Dataset records START

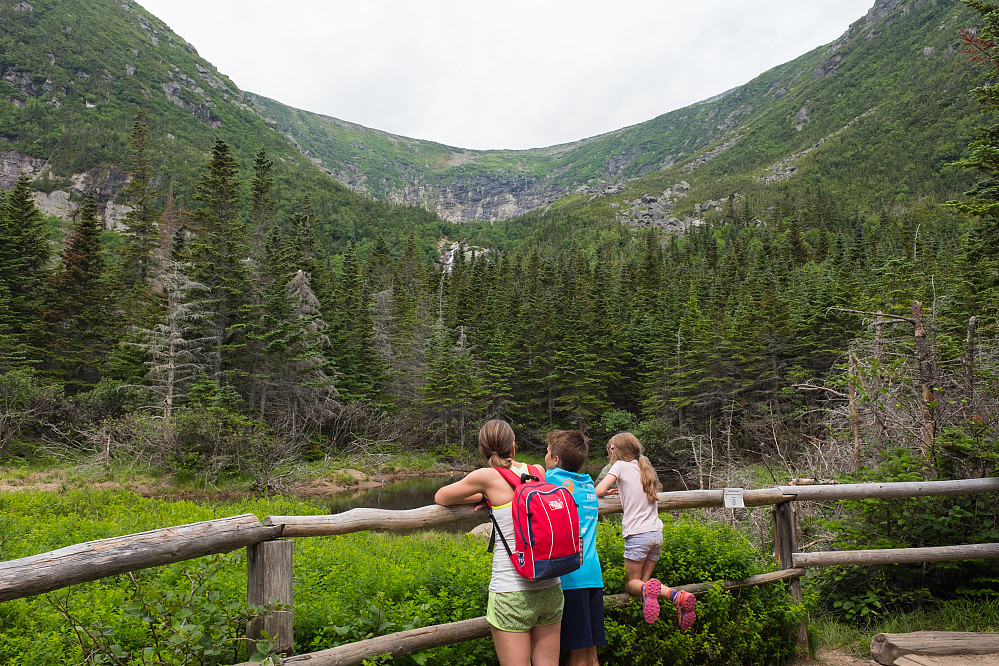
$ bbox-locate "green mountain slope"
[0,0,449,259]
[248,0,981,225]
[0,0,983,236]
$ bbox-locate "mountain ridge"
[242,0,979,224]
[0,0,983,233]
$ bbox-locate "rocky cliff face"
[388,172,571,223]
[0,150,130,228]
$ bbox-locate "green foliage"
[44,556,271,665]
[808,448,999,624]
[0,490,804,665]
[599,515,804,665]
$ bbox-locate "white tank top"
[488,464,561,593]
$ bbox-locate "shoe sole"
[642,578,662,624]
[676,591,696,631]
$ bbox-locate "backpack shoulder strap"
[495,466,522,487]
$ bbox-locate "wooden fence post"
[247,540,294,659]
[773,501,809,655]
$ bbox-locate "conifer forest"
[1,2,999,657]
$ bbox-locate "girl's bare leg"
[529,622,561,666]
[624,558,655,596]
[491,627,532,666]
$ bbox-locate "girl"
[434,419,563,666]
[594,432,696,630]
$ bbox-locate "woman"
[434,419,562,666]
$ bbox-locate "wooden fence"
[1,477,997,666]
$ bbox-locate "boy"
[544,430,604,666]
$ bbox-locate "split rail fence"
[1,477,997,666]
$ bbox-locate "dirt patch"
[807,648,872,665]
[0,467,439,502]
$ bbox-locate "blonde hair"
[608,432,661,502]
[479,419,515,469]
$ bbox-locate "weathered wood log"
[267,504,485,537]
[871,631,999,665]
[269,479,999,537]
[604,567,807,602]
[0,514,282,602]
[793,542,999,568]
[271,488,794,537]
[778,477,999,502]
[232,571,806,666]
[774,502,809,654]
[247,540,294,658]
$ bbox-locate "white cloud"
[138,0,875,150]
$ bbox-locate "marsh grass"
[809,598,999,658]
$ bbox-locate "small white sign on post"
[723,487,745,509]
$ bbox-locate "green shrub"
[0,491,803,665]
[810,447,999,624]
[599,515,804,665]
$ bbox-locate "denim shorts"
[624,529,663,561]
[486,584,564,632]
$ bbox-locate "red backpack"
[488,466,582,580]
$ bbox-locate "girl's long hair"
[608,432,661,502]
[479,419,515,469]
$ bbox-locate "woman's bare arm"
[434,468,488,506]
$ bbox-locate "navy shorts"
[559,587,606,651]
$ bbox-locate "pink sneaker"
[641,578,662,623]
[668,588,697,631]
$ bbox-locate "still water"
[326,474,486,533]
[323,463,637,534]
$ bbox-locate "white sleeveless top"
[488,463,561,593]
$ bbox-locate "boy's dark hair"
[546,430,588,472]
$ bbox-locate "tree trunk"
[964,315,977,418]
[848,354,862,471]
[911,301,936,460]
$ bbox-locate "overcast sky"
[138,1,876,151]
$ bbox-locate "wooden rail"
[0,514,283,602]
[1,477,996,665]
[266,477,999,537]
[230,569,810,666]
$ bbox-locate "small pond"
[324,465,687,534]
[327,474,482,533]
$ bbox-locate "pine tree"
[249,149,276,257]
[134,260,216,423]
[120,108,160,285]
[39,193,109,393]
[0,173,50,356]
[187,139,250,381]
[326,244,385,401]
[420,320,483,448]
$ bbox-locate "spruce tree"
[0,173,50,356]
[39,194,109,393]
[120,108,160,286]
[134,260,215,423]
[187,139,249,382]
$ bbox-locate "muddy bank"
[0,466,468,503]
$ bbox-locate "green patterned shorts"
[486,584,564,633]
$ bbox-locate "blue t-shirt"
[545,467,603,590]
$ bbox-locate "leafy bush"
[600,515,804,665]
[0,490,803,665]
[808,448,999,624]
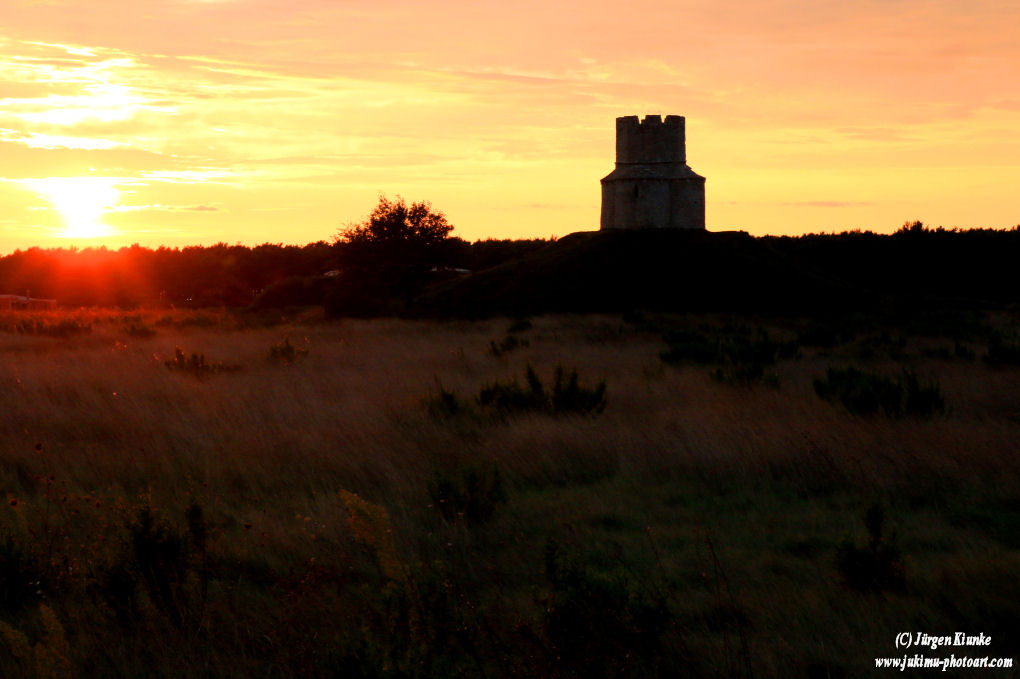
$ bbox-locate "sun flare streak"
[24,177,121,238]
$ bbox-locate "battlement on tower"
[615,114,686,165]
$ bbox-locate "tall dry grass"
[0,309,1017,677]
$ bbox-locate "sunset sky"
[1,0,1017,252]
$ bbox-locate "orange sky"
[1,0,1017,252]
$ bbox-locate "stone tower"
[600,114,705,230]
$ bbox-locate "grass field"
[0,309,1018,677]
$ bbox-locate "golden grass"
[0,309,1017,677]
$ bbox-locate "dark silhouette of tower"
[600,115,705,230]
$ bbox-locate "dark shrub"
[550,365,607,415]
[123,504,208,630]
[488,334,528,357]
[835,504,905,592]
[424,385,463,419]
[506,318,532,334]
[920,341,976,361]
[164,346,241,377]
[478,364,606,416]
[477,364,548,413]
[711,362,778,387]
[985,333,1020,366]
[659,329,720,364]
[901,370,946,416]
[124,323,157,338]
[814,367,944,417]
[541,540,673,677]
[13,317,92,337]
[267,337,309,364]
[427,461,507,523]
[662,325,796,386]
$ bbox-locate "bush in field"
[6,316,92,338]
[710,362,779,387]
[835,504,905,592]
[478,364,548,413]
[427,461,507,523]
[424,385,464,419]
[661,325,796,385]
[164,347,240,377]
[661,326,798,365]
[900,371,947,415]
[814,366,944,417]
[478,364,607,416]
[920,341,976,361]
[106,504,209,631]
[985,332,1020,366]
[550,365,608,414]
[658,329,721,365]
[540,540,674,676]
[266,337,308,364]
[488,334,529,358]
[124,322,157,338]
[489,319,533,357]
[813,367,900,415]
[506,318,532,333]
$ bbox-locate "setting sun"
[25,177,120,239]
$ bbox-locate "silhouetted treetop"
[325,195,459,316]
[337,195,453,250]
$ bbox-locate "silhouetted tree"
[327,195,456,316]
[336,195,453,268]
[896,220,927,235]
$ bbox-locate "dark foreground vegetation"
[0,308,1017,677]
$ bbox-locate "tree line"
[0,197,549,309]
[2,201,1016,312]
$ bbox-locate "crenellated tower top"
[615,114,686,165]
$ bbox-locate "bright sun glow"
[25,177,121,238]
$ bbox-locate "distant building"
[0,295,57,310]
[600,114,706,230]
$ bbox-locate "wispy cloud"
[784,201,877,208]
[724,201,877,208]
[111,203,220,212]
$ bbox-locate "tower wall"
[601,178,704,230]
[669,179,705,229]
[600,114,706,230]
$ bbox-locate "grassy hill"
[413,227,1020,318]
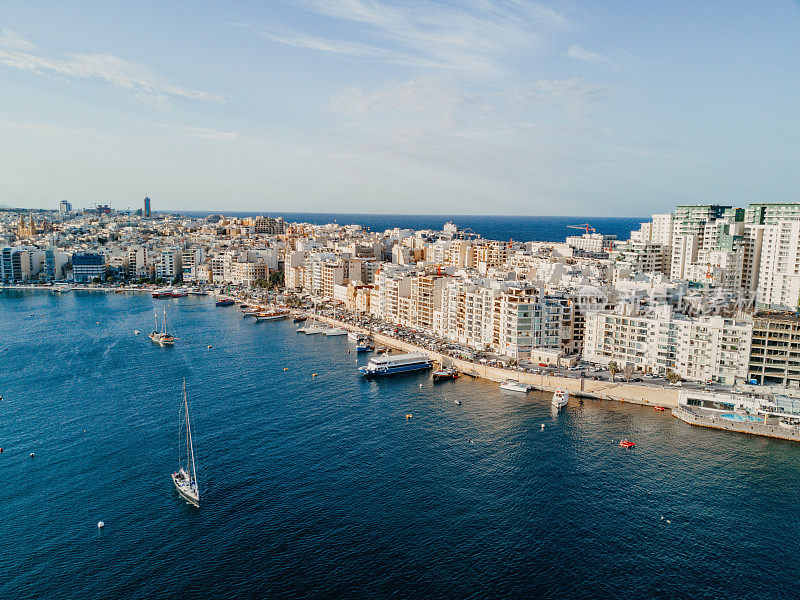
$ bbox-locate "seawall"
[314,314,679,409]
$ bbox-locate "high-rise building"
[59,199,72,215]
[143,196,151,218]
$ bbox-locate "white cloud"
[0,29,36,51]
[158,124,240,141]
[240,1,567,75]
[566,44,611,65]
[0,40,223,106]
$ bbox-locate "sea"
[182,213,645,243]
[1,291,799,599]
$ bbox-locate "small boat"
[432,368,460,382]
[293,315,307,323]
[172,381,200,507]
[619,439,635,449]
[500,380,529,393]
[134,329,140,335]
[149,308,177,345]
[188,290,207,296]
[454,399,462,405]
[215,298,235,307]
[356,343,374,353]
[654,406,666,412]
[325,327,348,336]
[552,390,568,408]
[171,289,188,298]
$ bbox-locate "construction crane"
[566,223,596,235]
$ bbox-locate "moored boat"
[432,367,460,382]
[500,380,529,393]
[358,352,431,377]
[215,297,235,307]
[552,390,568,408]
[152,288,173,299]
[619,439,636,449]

Dataset records END

The preceding entries should be duplicated word for word; no picture belongs in the copy.

$ bbox-locate "green mountain slope"
[0,0,449,259]
[248,0,981,225]
[0,0,983,236]
$ bbox-locate "mountain ridge"
[242,0,979,224]
[0,0,983,233]
$ bbox-locate "rocky cliff face"
[388,172,571,223]
[0,150,130,228]
$ bbox-locate "green foliage"
[44,556,271,665]
[808,448,999,624]
[0,490,804,665]
[599,515,804,665]
$ bbox-locate "white tank top"
[488,464,561,593]
$ bbox-locate "shoe sole"
[642,578,662,624]
[676,591,696,631]
$ bbox-locate "backpack shoulder strap"
[495,466,522,487]
$ bbox-locate "wooden fence post"
[247,540,294,659]
[773,501,809,655]
$ bbox-locate "conifer forest"
[1,2,999,657]
$ bbox-locate "girl's bare leg"
[529,622,561,666]
[624,558,655,596]
[491,627,532,666]
$ bbox-locate "girl"
[434,419,563,666]
[594,432,696,630]
$ bbox-locate "woman"
[434,419,562,666]
$ bbox-locate "wooden fence"
[1,477,997,666]
$ bbox-locate "boy"
[544,430,604,666]
$ bbox-locate "split rail fence"
[1,477,997,666]
$ bbox-locate "dirt patch"
[807,648,872,665]
[0,467,439,502]
$ bbox-locate "blonde hair"
[608,432,661,502]
[479,419,515,469]
$ bbox-locate "weathered wood log"
[267,504,485,537]
[871,631,999,665]
[269,479,999,537]
[604,567,807,602]
[0,514,282,602]
[793,542,999,568]
[271,488,794,537]
[778,477,999,502]
[232,571,806,666]
[774,502,809,654]
[247,540,294,658]
$ bbox-locate "white cloud"
[138,0,875,150]
$ bbox-locate "marsh grass"
[809,598,999,658]
$ bbox-locate "small white sign on post"
[723,487,745,509]
$ bbox-locate "green shrub"
[0,491,803,665]
[810,447,999,624]
[599,515,804,665]
$ bbox-locate "denim shorts"
[624,529,663,561]
[486,584,564,632]
$ bbox-locate "red backpack"
[488,466,582,580]
$ bbox-locate "girl's long hair"
[608,432,661,502]
[479,419,515,469]
$ bbox-locate "woman's bare arm"
[434,468,488,506]
$ bbox-locate "navy shorts"
[559,587,606,651]
$ bbox-locate "pink sneaker"
[641,578,662,623]
[668,588,697,631]
$ bbox-locate "still water"
[326,474,486,533]
[323,463,637,534]
$ bbox-locate "white sleeveless top"
[488,463,561,593]
$ bbox-locate "boy's dark hair"
[546,430,588,472]
$ bbox-locate "tree trunk"
[964,315,977,418]
[848,354,862,471]
[911,301,936,460]
$ bbox-locate "overcast sky"
[138,1,876,151]
$ bbox-locate "wooden rail"
[0,514,283,602]
[1,477,996,665]
[266,477,999,537]
[230,569,810,666]
$ bbox-locate "small pond"
[324,465,687,534]
[327,474,482,533]
$ bbox-locate "pine tree"
[249,149,276,257]
[134,260,216,423]
[120,108,160,285]
[39,193,109,393]
[0,173,50,356]
[187,139,250,381]
[326,244,385,401]
[420,320,483,448]
$ bbox-locate "spruce tree"
[0,173,50,356]
[39,194,109,393]
[120,108,160,286]
[134,260,215,423]
[187,139,249,382]
$ bbox-locate "muddy bank"
[0,466,468,503]
$ bbox-locate "green patterned shorts"
[486,584,564,633]
$ bbox-locate "blue t-shirt"
[545,467,603,590]
$ bbox-locate "leafy bush"
[600,515,804,665]
[0,490,803,665]
[808,448,999,624]
$ bbox-locate "sun flare streak"
[24,177,121,238]
$ bbox-locate "battlement on tower"
[615,114,686,165]
$ bbox-locate "tall dry grass"
[0,309,1017,677]
$ bbox-locate "sunset sky"
[1,0,1017,252]
$ bbox-locate "orange sky"
[1,0,1017,252]
$ bbox-locate "stone tower"
[600,114,705,230]
$ bbox-locate "grass field"
[0,309,1018,677]
$ bbox-locate "golden grass"
[0,309,1017,677]
$ bbox-locate "dark silhouette of tower"
[600,115,705,230]
$ bbox-locate "dark shrub"
[550,365,607,415]
[123,504,208,630]
[488,334,528,357]
[835,504,905,592]
[424,385,463,419]
[506,318,532,334]
[920,341,976,361]
[164,346,241,377]
[478,364,606,416]
[477,364,548,413]
[711,362,778,387]
[985,333,1020,366]
[659,329,720,364]
[901,370,946,416]
[124,323,157,338]
[814,367,944,417]
[541,540,673,677]
[13,317,92,337]
[267,337,309,364]
[427,461,507,523]
[662,325,796,386]
$ bbox-locate "bush in field"
[6,316,92,338]
[710,362,779,387]
[835,504,905,592]
[478,364,548,413]
[427,461,507,523]
[424,385,464,419]
[661,325,796,385]
[164,347,240,377]
[661,326,798,365]
[900,371,947,415]
[814,366,944,417]
[478,364,607,416]
[920,341,976,361]
[106,504,209,631]
[985,332,1020,366]
[550,365,608,414]
[658,329,721,365]
[540,540,674,676]
[266,337,308,364]
[488,334,529,358]
[124,322,157,338]
[489,319,533,357]
[813,367,900,415]
[506,318,532,333]
$ bbox-locate "setting sun"
[25,177,120,239]
$ bbox-locate "silhouetted treetop"
[325,195,459,316]
[337,195,453,250]
$ bbox-locate "silhouetted tree"
[327,195,456,316]
[336,195,453,268]
[896,220,927,235]
$ bbox-locate "dark foreground vegetation"
[0,308,1017,677]
$ bbox-locate "tree line"
[0,197,549,309]
[2,201,1016,312]
$ bbox-locate "crenellated tower top"
[615,114,686,165]
$ bbox-locate "bright sun glow"
[25,177,121,238]
$ bbox-locate "distant building"
[0,295,57,310]
[600,114,706,230]
$ bbox-locate "wispy cloud"
[784,201,877,208]
[724,201,877,208]
[111,203,220,212]
$ bbox-locate "tower wall"
[601,178,704,230]
[669,179,705,229]
[600,114,706,230]
$ bbox-locate "grassy hill"
[413,227,1020,318]
$ bbox-locate "seawall"
[314,314,679,409]
$ bbox-locate "high-rise building"
[59,199,72,215]
[143,196,151,218]
$ bbox-locate "white cloud"
[0,29,36,51]
[158,124,240,141]
[240,1,567,75]
[566,44,611,65]
[0,40,223,106]
$ bbox-locate "sea"
[182,213,645,243]
[1,291,799,599]
$ bbox-locate "small boat"
[432,368,460,382]
[293,315,307,323]
[172,381,200,507]
[619,439,635,449]
[500,380,529,393]
[134,329,140,335]
[149,308,177,345]
[188,290,207,296]
[454,399,462,405]
[215,298,235,307]
[356,343,374,353]
[654,406,666,412]
[325,327,348,336]
[552,390,568,408]
[171,289,188,298]
$ bbox-locate "construction crane"
[566,223,596,235]
$ bbox-locate "moored boat"
[432,367,460,382]
[500,380,529,393]
[358,352,431,377]
[215,297,235,307]
[552,390,568,408]
[152,288,173,299]
[619,439,636,449]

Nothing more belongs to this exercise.